(Stored data entries)
╭──

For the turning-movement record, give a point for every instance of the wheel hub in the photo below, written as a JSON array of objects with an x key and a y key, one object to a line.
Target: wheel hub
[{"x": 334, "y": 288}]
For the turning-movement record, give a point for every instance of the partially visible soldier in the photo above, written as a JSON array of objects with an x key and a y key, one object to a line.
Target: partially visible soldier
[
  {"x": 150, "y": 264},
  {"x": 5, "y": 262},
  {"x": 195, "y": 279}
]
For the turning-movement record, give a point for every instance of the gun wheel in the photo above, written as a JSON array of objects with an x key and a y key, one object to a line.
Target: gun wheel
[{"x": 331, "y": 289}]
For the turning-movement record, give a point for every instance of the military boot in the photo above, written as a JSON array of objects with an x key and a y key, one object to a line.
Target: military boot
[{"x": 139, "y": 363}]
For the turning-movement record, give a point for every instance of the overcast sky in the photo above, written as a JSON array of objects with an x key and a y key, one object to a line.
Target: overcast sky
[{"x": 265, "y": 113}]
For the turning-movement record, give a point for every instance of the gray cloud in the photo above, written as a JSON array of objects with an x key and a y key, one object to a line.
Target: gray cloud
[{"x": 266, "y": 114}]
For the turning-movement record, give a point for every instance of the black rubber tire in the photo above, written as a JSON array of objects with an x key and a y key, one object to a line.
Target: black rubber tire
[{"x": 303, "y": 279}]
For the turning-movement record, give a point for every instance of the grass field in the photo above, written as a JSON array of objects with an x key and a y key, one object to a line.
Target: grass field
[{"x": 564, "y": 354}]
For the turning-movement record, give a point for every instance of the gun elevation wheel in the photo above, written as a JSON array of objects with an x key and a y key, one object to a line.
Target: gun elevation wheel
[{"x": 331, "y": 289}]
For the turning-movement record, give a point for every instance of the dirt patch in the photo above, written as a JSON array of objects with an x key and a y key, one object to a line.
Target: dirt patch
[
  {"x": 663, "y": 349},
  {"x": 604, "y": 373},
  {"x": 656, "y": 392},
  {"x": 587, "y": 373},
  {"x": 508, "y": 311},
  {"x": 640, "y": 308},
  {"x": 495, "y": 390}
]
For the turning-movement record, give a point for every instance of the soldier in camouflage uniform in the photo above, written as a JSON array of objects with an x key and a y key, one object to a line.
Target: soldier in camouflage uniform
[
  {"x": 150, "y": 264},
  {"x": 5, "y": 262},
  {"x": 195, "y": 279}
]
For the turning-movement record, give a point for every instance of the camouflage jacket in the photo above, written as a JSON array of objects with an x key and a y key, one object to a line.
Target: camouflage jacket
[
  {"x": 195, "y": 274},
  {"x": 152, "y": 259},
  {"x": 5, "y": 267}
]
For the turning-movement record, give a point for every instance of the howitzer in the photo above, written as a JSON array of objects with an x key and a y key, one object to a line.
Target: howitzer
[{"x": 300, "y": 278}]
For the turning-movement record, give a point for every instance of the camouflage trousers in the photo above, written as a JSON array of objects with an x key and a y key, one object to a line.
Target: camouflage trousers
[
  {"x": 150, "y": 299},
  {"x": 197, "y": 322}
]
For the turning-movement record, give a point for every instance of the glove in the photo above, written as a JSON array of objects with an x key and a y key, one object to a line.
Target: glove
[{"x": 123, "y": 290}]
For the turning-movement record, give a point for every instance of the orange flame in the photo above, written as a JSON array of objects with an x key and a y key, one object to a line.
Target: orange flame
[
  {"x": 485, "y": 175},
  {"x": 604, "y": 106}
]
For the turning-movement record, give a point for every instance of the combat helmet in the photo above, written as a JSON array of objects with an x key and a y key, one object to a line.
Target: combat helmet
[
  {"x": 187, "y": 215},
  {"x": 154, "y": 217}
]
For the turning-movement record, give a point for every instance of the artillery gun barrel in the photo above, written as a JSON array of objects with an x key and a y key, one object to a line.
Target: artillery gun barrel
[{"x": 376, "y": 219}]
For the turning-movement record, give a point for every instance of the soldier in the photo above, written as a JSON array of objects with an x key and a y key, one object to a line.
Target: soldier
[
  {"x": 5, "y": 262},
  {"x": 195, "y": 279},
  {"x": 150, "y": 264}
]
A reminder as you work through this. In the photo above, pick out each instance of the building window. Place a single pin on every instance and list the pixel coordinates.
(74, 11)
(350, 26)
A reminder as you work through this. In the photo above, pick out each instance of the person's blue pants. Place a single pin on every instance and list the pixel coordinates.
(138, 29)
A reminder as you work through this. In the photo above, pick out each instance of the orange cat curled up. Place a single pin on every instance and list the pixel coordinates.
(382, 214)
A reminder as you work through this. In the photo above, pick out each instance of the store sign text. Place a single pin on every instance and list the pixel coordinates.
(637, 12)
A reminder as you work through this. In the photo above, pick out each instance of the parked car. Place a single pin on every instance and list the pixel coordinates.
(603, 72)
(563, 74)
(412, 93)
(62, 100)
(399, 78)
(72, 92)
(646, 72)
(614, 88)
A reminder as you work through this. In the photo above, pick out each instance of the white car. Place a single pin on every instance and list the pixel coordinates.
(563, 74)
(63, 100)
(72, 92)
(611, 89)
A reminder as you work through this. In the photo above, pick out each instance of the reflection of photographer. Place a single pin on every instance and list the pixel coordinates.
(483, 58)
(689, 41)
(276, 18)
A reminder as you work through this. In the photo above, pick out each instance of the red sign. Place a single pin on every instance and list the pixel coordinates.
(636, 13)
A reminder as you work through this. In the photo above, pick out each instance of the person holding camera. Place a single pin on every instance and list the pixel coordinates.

╰──

• TASK DESCRIPTION:
Return only the lines running from the line with "Target: artillery gun barrel" to the last line of the records, both included, exactly as written.

• WRITTEN RESPONSE:
Target: artillery gun barrel
[{"x": 376, "y": 219}]
For the turning-movement record, give a point for every instance of the soldier in the photo above, written as a JSON array of objects with an x key and a y key, one object to a line.
Target: soldier
[
  {"x": 5, "y": 262},
  {"x": 195, "y": 279},
  {"x": 150, "y": 264}
]
A reminder as you work through this. In the photo above, pick out each instance of the building window. Place a single pin on every instance and list the pixel coordinates.
(74, 11)
(350, 26)
A reminder as you work through this. In the photo above, pick out each instance of the person's blue pants. Place a single pin on every instance and list the pixel coordinates.
(138, 29)
A reminder as you work through this. In the photo above, pick out each instance of the orange cat curled up. Place a single pin on every instance and list the pixel coordinates.
(382, 214)
A reminder as you work through this. In the photo above, pick out each instance of the store sign text. Place a single pin on every instance and list the pixel coordinates.
(637, 12)
A reminder as you work through this. In the photo above, pick out each instance of the parked car. Place a single pin on every instance and list the pixel coordinates.
(603, 72)
(563, 74)
(412, 93)
(62, 100)
(399, 78)
(72, 92)
(646, 72)
(614, 88)
A reminder as you work through this. In the photo above, pick out each instance of the white car. Place a single pin on every instance and list the pixel coordinates.
(563, 74)
(63, 100)
(72, 92)
(611, 89)
A reminder as you work through this. In the photo above, pick out each instance of the reflection of photographer. Place a single pin on every instance and list the pixel coordinates.
(483, 58)
(689, 41)
(276, 18)
A reminder as you work through this. In the photo above, pick out each instance of the red sign. Place a single pin on every instance and list the pixel coordinates.
(636, 13)
A reminder as you work through this. In the photo above, pick out each instance of the person holding camera. Place a single pin on every instance and list the pixel coordinates.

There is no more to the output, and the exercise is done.